──────── EXTRACT

Gene therapy in mouse models showed promise in preventing vision loss or blindness from serious retinal injury including optic nerve damage, and from retinal disease including diabetic retinopathy and glaucoma, Mount Sinai researchers report. Their study, published in the July 22 online publication of Cell, could transform treatment for those at risk of major vision loss from retinal degenerative diseases, which currently have no cure.
The researchers focused on retinal ganglion cells, which process visual information by sending images to the brain. These cells can degenerate as a result of retinal injury and retinal disease. The team of researchers demonstrated how reactivation of a key enzyme known as CaMKII and its downstream signaling in retinal ganglion cells through a gene therapy approach provided robust protection against further vision loss or impairment in multiple disease and injury models.
"Neuroprotective strategies to save vulnerable retinal ganglion cells are desperately needed for vision preservation," says senior author Bo Chen, PhD, Associate Professor of Ophthalmology and Neuroscience, and Director of the Ocular Stem Cell Program at the Icahn School of Medicine at Mount Sinai. "We uncovered evidence for the first time that CaMKII is a key regulator of the survival of retinal ganglion cells in both normal and diseased retinas, and could be a desirable therapeutic target for vision preservation in conditions that damage the axons and somas of retinal ganglion cells."

────────────────
──────── ENTRIES PROVIDED

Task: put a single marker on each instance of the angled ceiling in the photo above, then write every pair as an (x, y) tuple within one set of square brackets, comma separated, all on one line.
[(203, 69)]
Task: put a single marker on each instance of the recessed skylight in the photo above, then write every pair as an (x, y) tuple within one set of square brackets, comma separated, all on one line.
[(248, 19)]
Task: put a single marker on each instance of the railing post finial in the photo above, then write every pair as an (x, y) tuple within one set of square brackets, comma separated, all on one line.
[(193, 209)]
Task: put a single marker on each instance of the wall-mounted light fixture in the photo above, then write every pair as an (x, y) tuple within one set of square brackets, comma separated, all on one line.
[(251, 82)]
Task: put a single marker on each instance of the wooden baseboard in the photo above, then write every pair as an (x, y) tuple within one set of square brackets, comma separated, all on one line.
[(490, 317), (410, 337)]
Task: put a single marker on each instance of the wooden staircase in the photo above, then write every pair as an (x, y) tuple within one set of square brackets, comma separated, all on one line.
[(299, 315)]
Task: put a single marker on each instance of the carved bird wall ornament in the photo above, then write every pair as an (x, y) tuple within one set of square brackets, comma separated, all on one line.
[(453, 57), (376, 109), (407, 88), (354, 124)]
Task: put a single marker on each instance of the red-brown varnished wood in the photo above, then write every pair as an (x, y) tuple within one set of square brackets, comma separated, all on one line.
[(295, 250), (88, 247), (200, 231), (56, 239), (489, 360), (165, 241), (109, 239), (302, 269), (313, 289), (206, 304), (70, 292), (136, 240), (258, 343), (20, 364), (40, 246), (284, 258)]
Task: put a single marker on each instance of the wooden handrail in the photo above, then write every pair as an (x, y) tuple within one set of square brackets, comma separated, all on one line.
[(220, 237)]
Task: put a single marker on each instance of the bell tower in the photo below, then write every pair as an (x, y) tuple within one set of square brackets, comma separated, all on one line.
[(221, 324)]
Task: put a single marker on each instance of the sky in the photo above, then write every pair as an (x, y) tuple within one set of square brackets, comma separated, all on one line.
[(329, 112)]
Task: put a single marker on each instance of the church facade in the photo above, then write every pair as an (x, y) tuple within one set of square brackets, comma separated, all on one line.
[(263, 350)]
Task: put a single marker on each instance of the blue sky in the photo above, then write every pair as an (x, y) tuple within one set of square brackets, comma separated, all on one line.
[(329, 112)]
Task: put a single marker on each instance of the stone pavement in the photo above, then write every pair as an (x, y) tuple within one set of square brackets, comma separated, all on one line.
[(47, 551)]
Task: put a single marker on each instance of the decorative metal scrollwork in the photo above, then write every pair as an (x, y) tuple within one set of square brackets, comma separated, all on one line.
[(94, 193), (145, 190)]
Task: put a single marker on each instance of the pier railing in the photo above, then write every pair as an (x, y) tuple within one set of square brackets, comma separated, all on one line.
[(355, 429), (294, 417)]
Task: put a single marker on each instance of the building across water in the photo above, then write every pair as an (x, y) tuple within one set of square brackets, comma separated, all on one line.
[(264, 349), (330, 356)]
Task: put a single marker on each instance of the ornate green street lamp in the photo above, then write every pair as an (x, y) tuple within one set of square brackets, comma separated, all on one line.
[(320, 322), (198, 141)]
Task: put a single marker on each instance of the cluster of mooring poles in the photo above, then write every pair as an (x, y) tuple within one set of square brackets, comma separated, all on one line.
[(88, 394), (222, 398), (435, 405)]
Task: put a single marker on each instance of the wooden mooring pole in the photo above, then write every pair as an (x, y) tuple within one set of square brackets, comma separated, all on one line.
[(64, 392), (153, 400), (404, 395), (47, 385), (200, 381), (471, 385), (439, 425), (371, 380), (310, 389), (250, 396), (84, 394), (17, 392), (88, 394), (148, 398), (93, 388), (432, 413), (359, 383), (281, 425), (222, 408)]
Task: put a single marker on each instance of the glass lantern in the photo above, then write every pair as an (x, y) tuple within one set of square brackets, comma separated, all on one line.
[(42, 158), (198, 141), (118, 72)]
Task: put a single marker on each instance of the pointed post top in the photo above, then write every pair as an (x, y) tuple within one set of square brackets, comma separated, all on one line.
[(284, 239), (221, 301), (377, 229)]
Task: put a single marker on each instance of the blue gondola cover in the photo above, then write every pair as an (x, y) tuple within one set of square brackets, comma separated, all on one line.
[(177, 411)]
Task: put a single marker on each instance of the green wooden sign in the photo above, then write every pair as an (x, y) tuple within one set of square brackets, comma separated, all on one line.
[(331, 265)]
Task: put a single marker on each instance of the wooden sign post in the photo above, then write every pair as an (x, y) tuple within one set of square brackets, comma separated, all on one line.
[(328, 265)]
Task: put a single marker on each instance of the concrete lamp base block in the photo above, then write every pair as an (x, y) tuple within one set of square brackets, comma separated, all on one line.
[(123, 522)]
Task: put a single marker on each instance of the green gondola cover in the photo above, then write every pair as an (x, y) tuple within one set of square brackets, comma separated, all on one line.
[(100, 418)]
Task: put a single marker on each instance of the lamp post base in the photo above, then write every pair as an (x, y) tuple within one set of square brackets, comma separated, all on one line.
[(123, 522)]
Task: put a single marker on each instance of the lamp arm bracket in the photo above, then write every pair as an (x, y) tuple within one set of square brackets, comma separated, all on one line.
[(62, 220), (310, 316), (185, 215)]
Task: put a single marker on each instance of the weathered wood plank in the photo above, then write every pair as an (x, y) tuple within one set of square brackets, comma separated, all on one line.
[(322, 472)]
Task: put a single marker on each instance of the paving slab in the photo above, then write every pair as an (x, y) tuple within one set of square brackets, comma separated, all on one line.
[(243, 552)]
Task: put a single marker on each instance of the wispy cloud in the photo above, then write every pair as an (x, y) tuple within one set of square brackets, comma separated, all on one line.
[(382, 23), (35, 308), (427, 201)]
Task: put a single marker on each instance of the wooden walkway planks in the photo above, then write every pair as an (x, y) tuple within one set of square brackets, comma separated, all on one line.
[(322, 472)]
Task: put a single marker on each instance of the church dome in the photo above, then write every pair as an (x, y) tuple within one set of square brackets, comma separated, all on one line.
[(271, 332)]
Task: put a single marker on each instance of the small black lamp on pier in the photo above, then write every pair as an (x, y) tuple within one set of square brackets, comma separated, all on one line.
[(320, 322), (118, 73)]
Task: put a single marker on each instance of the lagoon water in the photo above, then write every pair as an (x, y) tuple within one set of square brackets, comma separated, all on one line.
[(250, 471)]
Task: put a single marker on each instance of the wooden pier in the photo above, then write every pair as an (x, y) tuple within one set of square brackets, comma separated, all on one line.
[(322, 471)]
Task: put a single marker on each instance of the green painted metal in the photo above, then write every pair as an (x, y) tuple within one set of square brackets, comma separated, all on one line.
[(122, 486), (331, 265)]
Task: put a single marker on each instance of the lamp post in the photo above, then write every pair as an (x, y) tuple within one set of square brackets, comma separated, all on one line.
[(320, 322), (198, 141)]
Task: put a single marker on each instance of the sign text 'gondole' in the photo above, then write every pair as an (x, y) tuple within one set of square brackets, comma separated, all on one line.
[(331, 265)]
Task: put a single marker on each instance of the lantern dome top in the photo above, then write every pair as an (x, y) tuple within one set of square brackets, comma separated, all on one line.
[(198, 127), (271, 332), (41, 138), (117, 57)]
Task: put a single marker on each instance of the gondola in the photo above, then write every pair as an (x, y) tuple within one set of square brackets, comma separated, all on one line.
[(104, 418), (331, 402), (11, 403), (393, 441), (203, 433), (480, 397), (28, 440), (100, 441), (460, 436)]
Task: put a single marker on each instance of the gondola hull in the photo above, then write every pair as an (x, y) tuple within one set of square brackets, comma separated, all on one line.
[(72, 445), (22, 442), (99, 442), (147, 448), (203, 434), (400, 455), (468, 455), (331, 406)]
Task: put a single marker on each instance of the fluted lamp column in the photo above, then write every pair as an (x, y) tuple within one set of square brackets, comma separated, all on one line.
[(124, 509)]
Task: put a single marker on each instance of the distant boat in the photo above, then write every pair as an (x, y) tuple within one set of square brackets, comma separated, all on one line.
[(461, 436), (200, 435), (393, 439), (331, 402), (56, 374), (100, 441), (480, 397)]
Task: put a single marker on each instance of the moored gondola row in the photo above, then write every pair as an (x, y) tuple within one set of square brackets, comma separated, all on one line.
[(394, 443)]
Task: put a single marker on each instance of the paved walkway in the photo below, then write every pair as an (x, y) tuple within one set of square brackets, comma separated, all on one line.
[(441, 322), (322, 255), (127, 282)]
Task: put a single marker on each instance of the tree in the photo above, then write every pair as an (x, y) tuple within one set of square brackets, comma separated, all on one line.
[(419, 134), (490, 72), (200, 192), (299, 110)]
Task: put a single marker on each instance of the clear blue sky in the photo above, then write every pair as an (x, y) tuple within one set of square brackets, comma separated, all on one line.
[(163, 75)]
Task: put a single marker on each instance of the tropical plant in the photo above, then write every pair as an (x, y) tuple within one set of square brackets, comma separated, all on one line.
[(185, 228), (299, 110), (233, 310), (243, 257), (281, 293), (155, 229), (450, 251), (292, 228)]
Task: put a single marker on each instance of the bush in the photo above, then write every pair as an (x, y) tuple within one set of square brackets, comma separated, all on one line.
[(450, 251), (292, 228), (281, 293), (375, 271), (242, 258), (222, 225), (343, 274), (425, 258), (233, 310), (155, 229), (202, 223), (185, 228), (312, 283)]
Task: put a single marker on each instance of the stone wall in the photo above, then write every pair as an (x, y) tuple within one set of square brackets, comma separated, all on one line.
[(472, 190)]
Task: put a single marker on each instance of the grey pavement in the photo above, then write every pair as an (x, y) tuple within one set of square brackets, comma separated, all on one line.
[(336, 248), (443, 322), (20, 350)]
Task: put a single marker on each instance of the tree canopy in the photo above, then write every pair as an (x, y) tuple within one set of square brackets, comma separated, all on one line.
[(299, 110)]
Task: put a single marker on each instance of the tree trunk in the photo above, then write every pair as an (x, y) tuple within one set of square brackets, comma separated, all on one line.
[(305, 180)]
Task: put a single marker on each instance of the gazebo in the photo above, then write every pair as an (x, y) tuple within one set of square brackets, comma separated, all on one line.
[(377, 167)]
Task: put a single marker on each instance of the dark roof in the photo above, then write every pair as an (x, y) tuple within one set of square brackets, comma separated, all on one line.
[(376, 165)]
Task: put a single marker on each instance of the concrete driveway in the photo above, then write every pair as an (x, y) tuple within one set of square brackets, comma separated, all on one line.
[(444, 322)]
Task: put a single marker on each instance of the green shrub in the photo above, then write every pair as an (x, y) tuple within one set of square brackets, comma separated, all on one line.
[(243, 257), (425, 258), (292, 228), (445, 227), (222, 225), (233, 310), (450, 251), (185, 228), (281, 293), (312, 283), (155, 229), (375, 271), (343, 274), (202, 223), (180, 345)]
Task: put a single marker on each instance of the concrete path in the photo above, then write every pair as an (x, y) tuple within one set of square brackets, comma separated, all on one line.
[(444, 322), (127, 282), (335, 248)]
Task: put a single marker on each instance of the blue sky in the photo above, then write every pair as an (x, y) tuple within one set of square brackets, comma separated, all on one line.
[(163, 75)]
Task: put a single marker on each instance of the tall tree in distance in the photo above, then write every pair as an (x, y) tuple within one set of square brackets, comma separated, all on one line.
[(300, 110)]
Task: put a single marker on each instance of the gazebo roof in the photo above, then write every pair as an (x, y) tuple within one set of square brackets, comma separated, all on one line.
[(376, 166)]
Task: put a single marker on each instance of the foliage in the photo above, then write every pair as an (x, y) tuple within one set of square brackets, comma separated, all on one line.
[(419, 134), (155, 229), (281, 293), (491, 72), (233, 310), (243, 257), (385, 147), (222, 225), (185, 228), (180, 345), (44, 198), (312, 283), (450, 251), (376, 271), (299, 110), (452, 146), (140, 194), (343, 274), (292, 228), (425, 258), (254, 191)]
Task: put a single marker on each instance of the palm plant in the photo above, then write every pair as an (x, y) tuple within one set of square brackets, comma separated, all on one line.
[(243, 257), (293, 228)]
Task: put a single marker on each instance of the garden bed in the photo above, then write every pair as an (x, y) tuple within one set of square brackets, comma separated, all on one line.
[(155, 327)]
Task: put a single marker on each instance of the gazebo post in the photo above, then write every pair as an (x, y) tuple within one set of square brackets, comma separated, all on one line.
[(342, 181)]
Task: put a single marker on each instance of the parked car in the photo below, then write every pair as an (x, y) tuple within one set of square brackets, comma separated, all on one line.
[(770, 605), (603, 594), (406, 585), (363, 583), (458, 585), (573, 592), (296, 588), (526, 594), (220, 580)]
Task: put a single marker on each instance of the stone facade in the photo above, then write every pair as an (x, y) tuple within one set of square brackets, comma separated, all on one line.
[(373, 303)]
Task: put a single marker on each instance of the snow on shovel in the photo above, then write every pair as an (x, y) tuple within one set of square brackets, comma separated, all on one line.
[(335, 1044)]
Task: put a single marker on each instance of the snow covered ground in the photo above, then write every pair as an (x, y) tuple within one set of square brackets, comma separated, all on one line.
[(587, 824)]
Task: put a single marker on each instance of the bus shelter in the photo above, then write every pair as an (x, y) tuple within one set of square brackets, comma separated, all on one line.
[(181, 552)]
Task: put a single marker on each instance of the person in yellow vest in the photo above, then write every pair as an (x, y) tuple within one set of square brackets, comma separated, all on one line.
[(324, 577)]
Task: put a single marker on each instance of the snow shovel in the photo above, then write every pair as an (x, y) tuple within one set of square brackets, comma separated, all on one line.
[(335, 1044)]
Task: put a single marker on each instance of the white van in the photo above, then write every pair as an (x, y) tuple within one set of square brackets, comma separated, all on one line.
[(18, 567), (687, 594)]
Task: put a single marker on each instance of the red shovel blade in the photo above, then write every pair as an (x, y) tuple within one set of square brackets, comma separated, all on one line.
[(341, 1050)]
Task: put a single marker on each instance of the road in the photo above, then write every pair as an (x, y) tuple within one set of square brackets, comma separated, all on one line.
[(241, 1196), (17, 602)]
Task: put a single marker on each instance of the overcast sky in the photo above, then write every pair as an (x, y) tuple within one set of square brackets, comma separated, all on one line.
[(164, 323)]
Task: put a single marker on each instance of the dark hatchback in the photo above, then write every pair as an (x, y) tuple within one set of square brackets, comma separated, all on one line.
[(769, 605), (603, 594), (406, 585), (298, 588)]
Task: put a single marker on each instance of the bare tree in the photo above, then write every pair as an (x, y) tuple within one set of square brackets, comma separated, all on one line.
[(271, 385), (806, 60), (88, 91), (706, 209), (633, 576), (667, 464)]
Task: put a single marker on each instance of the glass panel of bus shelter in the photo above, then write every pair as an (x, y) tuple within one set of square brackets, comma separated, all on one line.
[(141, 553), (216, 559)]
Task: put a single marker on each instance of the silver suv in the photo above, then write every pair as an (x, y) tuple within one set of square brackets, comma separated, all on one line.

────────────────

**PROBLEMS TO WORK ON:**
- A) Write out the passage of the retinal gene therapy article starting with "Gene therapy in" and going on through "have no cure.".
- B) Carry on the retinal gene therapy article from the point where its text ends.

**RESULTS FOR THE EXERCISE:**
- A)
Gene therapy in mouse models showed promise in preventing vision loss or blindness from serious retinal injury including optic nerve damage, and from retinal disease including diabetic retinopathy and glaucoma, Mount Sinai researchers report. Their study, published in the July 22 online publication of Cell, could transform treatment for those at risk of major vision loss from retinal degenerative diseases, which currently have no cure.

- B)
Glaucoma is the leading cause of irreversible visual impairment worldwide, affecting 76 million people, some of whom will progress to blindness despite aggressive treatment to reduce the pressure in their eyes. The major barrier to restoring vision loss from glaucoma and other retinal diseases and injuries is that the long nerve fibers known as axons, which allow retinal ganglion cells to process visual information by converting light that enters the eye into a signal transmitted to the brain, do not regenerate. For that reason, neuroprotective strategies to preserve the RGC's axons and somas (the main body of the nerve cell from which axons branch off along the optic nerve to the brain) and thereby prevent further vision loss are urgently needed.
Mount Sinai researchers investigated whether CaMKII could play such a therapeutic role. They tested the enzyme across a wide range of injury and disease animal models, including optic nerve damage, excitotoxicity (where nerve cells are destroyed by the overactivation of glutamate receptors that result in damage to the cell structure), and two glaucoma models that mimicked the pathophysiology of human disease with both high and normal intraocular pressure. The team learned that CaMKII regulated the survival of retinal ganglion cells across many of these pathologies, and that in the small-animal excitotoxicity model, insults to the retinal ganglion cell's somas or optic nerve injury to its axons led to inactivation of CaMKII and its downstream signaling target CREB (or cAMP response element binding protein). "Intriguingly, we found that reactivation of CaMKII and CREB provided robust protection for retinal ganglion cells," notes Dr. Chen, who is also the McGraw Family Vision Researcher at Icahn Mount Sinai, "and that CaMKII-mediated protection slowed down the disease progression in both glaucoma models."
That reactivation was made possible by a gene therapy approach deployed by the researchers to introduce a more active type of CaMKII into the original retinal ganglion cells to boost their activity. The modified version of CaMKII, with a mutated amino acid, was transferred to the targeted cells through an adeno-associated viral vector, a Food and Drug Administration-approved gene delivery system common to the growing field of gene therapy.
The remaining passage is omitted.